Records from a data source:
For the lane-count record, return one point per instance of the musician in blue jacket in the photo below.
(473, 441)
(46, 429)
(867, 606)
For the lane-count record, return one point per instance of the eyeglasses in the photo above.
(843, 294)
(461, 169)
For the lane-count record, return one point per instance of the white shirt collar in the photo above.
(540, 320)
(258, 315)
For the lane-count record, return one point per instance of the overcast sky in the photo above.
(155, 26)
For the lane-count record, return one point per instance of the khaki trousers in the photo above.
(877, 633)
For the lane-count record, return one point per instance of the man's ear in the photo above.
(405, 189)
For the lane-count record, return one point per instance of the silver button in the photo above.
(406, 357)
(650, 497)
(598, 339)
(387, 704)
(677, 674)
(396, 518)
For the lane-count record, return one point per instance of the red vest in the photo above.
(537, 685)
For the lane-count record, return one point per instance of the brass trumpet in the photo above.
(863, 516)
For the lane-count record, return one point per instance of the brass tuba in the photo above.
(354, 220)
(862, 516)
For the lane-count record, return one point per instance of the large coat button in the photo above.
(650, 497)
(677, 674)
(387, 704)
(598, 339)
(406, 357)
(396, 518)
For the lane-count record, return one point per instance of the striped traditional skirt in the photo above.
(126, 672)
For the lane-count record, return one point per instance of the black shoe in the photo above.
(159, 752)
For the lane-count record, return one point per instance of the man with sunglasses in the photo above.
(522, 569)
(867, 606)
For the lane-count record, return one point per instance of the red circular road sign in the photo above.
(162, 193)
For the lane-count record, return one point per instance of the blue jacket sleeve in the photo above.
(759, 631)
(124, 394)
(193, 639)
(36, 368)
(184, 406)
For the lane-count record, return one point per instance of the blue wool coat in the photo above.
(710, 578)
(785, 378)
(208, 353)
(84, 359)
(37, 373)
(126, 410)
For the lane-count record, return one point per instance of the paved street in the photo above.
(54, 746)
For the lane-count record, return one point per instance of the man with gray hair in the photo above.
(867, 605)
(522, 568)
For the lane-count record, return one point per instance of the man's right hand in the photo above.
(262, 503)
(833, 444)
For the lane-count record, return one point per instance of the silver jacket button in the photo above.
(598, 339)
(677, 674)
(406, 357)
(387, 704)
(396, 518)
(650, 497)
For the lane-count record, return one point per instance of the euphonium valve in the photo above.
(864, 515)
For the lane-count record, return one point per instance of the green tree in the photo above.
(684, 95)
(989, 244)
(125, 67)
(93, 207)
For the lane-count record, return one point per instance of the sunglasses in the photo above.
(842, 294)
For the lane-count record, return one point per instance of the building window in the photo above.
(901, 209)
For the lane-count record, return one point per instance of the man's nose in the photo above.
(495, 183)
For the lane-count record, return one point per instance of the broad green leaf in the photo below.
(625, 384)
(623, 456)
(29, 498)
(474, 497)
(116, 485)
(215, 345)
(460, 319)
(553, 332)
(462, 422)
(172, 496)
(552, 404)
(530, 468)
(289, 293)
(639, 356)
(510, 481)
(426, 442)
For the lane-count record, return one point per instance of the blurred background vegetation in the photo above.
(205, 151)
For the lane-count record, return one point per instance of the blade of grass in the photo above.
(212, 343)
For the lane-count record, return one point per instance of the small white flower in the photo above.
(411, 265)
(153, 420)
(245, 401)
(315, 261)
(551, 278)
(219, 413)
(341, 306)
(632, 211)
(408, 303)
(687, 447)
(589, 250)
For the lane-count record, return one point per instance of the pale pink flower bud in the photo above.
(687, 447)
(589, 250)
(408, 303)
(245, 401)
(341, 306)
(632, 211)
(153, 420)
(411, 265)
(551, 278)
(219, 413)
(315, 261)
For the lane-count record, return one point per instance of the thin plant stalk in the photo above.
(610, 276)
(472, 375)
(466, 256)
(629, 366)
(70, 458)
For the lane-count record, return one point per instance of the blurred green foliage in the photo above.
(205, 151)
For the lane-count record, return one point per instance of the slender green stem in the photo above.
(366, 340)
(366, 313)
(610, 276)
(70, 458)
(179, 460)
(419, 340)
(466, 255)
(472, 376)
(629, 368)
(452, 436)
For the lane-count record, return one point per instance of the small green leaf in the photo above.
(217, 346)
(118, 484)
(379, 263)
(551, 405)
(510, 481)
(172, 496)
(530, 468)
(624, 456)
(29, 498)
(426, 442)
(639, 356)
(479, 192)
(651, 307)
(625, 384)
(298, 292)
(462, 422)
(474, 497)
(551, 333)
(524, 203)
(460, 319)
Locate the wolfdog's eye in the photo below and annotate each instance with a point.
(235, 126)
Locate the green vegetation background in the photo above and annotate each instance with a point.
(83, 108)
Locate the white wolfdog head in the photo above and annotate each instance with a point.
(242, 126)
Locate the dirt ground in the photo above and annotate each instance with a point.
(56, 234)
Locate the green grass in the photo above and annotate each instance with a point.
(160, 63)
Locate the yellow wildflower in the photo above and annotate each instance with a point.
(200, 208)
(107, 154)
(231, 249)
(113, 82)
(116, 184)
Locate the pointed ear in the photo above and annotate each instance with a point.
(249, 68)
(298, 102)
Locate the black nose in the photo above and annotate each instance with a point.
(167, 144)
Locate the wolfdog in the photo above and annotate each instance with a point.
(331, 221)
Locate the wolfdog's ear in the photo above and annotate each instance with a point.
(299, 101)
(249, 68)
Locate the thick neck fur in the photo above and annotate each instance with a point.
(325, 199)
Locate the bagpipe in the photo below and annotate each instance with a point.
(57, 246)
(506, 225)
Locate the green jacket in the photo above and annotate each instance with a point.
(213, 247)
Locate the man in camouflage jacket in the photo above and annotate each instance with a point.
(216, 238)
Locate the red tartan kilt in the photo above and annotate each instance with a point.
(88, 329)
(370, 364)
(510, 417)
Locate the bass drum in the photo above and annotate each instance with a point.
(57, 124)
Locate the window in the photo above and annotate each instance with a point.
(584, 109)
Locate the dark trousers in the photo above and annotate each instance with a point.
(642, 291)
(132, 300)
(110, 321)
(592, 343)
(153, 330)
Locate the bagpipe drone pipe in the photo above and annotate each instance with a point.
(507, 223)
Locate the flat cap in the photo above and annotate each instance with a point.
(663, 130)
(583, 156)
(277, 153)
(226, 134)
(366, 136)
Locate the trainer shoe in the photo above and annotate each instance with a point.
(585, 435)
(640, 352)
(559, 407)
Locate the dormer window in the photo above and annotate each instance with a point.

(Exercise details)
Set down all of the entries exactly, please.

(Response area)
For the lane-count record, return one point per instance of the musician in blue jacket in the photo below.
(473, 441)
(46, 429)
(867, 606)
For the lane-count record, return one point per instance of the eyeglasses in the photo above.
(843, 294)
(461, 169)
For the lane-count record, return one point per instance of the white shirt collar in the photo above.
(540, 320)
(258, 315)
For the lane-count record, return one point per instance of the overcast sky in the photo above.
(155, 26)
For the lane-count record, return one point per instance of the khaki trousers in the photo above.
(877, 633)
For the lane-count record, return one point per instance of the man's ear in the photo above.
(405, 189)
For the lane-count record, return one point per instance of the silver button in the photo above.
(406, 357)
(650, 497)
(598, 339)
(387, 704)
(677, 674)
(396, 518)
For the lane-count record, return one point per instance of the red vest in the photo above.
(537, 685)
For the lane-count record, return one point per instance of the brass trumpet in the photo above.
(863, 516)
For the lane-count record, return one point per instance of the brass tuba in the photo above.
(354, 220)
(862, 516)
For the lane-count record, return one point per instance of the large coat button in the photo above.
(650, 497)
(677, 674)
(387, 704)
(598, 339)
(406, 357)
(396, 518)
For the lane-count record, return one point per instance of the striped traditional skirt in the photo above.
(126, 672)
For the lane-count record, return one point per instance of the black shoe in the photo above.
(159, 752)
For the lane-count record, return one point per instance of the man with sunglasses in the photo above.
(522, 569)
(867, 606)
For the lane-count record, return one point per instance of the red circular road sign in the photo above.
(162, 193)
For the lane-count record, return one point per instance of the blue jacket sleeve in the photo above.
(759, 631)
(124, 394)
(193, 639)
(36, 368)
(184, 406)
For the lane-count record, return one point per instance of the blue wool coat in the photo above.
(710, 578)
(785, 378)
(208, 353)
(84, 359)
(37, 373)
(126, 410)
For the lane-count record, return one point per instance of the paved street in the photo above.
(54, 746)
For the lane-count record, return one point per instance of the man with gray hair in the photo above.
(867, 605)
(522, 568)
For the lane-count record, return one point per instance of the man's right hand in the photo above.
(262, 503)
(833, 444)
For the lane-count record, return one point per instance of the silver jacket button in the photo above.
(598, 339)
(677, 674)
(406, 357)
(387, 704)
(396, 518)
(650, 497)
For the lane-count record, return one point per instance of the euphonium valve in the photo above.
(864, 515)
For the lane-count record, return one point per instance of the green tree in the photo above.
(684, 95)
(989, 244)
(125, 67)
(93, 207)
For the lane-count record, return one point per instance of the sunglasses in the photo above.
(842, 294)
For the lane-count record, return one point per instance of the building window in the photo above.
(901, 209)
For the lane-count record, return one point per instance of the man's nose in the photo above.
(495, 183)
For the lane-count record, return one point per instance of the broad green leaf in the photo below.
(625, 384)
(623, 456)
(29, 498)
(474, 497)
(116, 485)
(215, 345)
(460, 319)
(553, 332)
(462, 422)
(172, 496)
(552, 404)
(530, 468)
(289, 293)
(639, 356)
(510, 481)
(426, 442)
For the lane-count record, return one point per instance of the blurred background vegetation in the photo above.
(205, 151)
For the lane-count record, return one point per instance of the blade of grass in the photo above.
(212, 343)
For the lane-count record, return one point per instance of the small white flower in the photo above.
(411, 265)
(153, 420)
(245, 401)
(315, 261)
(551, 278)
(219, 413)
(341, 306)
(632, 211)
(408, 303)
(687, 447)
(589, 250)
For the lane-count record, return one point per instance of the pale pink flower bud in the photo above.
(687, 447)
(589, 250)
(408, 303)
(245, 401)
(341, 306)
(632, 211)
(153, 420)
(411, 265)
(551, 278)
(219, 413)
(315, 261)
For the lane-count record, return one point per instance of the thin plant stalk in the photo above.
(610, 276)
(472, 375)
(466, 256)
(629, 366)
(70, 458)
For the lane-count record, return one point per instance of the blurred green foliage in the photo above.
(205, 151)
For the lane-count record, return one point per instance of the slender green stem in the photo above.
(366, 340)
(366, 313)
(610, 276)
(70, 458)
(179, 460)
(419, 340)
(466, 255)
(472, 376)
(629, 368)
(452, 436)
For the lane-count record, return one point per instance of the small green leaf in the photo above.
(217, 346)
(118, 484)
(379, 263)
(551, 405)
(510, 481)
(172, 496)
(530, 468)
(624, 456)
(29, 498)
(426, 442)
(639, 356)
(479, 192)
(651, 307)
(625, 384)
(298, 292)
(462, 422)
(474, 497)
(551, 333)
(524, 203)
(460, 319)
Locate the wolfdog's eye in the photo below and annotate each instance with a point.
(235, 126)
Locate the green vegetation background in the photo above and annotate each instance with a point.
(83, 108)
Locate the white wolfdog head in the photo above and annotate each instance with a point.
(242, 126)
Locate the dirt ground in the photo above and annotate each instance with a point.
(56, 234)
Locate the green grass in the photo above and annotate each instance with a point.
(160, 63)
Locate the yellow wildflower in the photo above and annotate each instance with a point.
(200, 208)
(107, 154)
(231, 249)
(113, 82)
(116, 184)
Locate the pointed ear in the photo above and annotate each instance with a point.
(249, 68)
(298, 102)
Locate the black nose in the photo above and annotate each instance with a point.
(167, 144)
Locate the wolfdog in the photo above and annotate each instance with a point.
(331, 221)
Locate the wolfdog's ear in the photo above and annotate each instance with a point.
(299, 101)
(249, 68)
Locate the thick neck fur in the photo above and annotate each instance with a point.
(325, 199)
Locate the bagpipe in the photo below and annotate each instance with a point.
(57, 246)
(506, 225)
Locate the green jacket in the photo above and annotate each instance with a point.
(213, 247)
Locate the man in camouflage jacket in the photo above and annotate each instance with a point.
(216, 238)
Locate the red tartan kilt in the photo above and annotate each instance with a point.
(88, 329)
(370, 364)
(510, 417)
Locate the bass drum in the photo above and annotate each instance with a point.
(57, 124)
Locate the window in the photo above and annotate each instance with a point.
(584, 109)
Locate the dark trousers in the photo above and annotate each instance with a point.
(642, 291)
(132, 300)
(110, 321)
(592, 343)
(153, 330)
Locate the bagpipe drone pipe in the photo above and annotate each instance with a point.
(507, 223)
Locate the flat cap in the photo above and annotate each instance with a point.
(663, 130)
(583, 156)
(277, 153)
(226, 134)
(366, 136)
Locate the trainer shoe in the photo above and annotate each instance with a point.
(585, 435)
(640, 352)
(559, 407)
Locate the dormer window in the photo above and annotate each instance with a point.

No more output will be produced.